* START RECORDED DATA *
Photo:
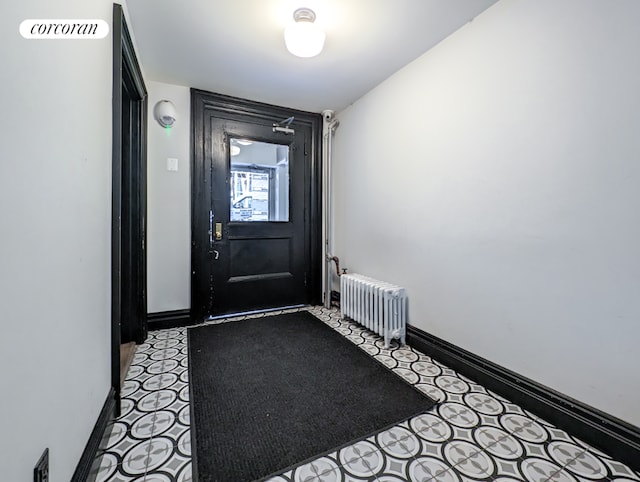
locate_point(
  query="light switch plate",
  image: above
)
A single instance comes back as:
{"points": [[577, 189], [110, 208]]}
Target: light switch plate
{"points": [[172, 164]]}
* END RECORDED DATA *
• WRITTEN REQUEST:
Could you recast every line of the entries above as a Markdown table with the columns "Row" and "Entry line"? Skip blank lines and leave the pictures out.

• TASK SOLUTION:
| Row | Entry line |
|---|---|
| 1 | Photo: |
| 2 | locate_point( |
| 3 |   query="light switch plate", |
| 4 |   image: above |
| 5 | ) |
| 6 | A single instance comes back as: |
| 7 | {"points": [[577, 189], [110, 208]]} |
| 8 | Target: light switch plate |
| 9 | {"points": [[172, 164]]} |